Textausschnitt:
---+---
Da waren sich am Montag, 28. April, Alexander Krauß, arbeitsmarktpolitischer Sprecher der CDU-Landtagsfraktion, und Wirtschaftsminister Sven Morlok (FDP) einig: Zuwanderung ist was Feines. Dafür gibt's dicke Blumensträuße für alle. Der Freistaat Sachsen hat - zumindest was die Zuwanderung betrifft - seit drei Jahren ein Plus in der Bilanz.
Am Montag stellten das Sächsische Staatsministerium für Wirtschaft, Arbeit und Verkehr und die Regionaldirektion Sachsen der Bundesagentur für Arbeit den Wanderungssaldo 2013 für Sachsen vor.
“Sachsen ist ein Magnet für Fachkräfte”, freute sich hinterher Alexander Krauß. “Darüber freuen wir uns! Es zeigt, wie stark mittlerweile unsere sächsische Wirtschaft ist. Der Freistaat Sachsen punktet bei Arbeitnehmern nicht nur mit kreativen und wachsenden Unternehmen. Bei uns stimmt auch das Drumherum: Zum Beispiel ein ordentlicher Kindergartenplatz für jedes Kind und die besten Schulen in Deutschland.”
---+---
Erfasste Daten:
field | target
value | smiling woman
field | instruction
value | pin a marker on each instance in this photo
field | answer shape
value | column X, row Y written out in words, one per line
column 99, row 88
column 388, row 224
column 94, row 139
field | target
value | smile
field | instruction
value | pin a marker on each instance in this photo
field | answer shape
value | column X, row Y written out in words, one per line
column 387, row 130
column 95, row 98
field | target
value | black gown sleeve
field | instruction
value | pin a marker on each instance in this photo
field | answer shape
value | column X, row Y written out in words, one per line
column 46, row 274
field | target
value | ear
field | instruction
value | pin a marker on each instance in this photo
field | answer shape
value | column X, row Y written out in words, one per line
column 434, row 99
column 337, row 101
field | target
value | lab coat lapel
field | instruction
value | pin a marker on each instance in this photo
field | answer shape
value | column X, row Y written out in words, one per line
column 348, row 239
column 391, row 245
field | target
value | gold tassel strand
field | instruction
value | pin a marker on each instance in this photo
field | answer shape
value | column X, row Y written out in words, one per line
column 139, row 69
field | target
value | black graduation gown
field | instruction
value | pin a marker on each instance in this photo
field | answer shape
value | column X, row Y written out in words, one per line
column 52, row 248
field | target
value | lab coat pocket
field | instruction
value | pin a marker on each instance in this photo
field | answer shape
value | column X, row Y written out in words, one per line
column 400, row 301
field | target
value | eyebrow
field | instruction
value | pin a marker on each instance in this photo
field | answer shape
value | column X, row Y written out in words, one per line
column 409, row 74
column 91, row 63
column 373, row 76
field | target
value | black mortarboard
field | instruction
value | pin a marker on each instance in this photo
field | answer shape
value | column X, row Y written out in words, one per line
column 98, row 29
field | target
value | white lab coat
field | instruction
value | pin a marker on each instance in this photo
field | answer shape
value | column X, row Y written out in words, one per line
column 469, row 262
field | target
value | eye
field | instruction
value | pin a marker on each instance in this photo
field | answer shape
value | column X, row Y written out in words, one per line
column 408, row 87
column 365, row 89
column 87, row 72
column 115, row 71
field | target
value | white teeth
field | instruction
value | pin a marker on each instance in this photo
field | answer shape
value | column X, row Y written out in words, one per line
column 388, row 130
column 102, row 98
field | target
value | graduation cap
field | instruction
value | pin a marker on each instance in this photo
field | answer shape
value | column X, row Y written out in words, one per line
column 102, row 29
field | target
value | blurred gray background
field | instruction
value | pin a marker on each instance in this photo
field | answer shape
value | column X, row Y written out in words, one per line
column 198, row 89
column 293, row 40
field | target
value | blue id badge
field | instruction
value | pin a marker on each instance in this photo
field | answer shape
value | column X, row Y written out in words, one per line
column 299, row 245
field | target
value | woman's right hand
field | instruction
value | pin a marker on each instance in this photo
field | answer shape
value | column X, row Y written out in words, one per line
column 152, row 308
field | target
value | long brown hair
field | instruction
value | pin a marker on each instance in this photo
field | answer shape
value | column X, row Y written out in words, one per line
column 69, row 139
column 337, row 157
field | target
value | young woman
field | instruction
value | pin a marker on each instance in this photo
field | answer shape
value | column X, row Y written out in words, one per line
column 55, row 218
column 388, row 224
---+---
Gestellte Aufgabe: Gib den Textausschnitt oben über die Zuwanderung nach Sachsen vollständig und Wort für Wort wieder.

Antwort:
Da waren sich am Montag, 28. April, Alexander Krauß, arbeitsmarktpolitischer Sprecher der CDU-Landtagsfraktion, und Wirtschaftsminister Sven Morlok (FDP) einig: Zuwanderung ist was Feines. Dafür gibt's dicke Blumensträuße für alle. Der Freistaat Sachsen hat - zumindest was die Zuwanderung betrifft - seit drei Jahren ein Plus in der Bilanz.
Am Montag stellten das Sächsische Staatsministerium für Wirtschaft, Arbeit und Verkehr und die Regionaldirektion Sachsen der Bundesagentur für Arbeit den Wanderungssaldo 2013 für Sachsen vor.
“Sachsen ist ein Magnet für Fachkräfte”, freute sich hinterher Alexander Krauß. “Darüber freuen wir uns! Es zeigt, wie stark mittlerweile unsere sächsische Wirtschaft ist. Der Freistaat Sachsen punktet bei Arbeitnehmern nicht nur mit kreativen und wachsenden Unternehmen. Bei uns stimmt auch das Drumherum: Zum Beispiel ein ordentlicher Kindergartenplatz für jedes Kind und die besten Schulen in Deutschland.”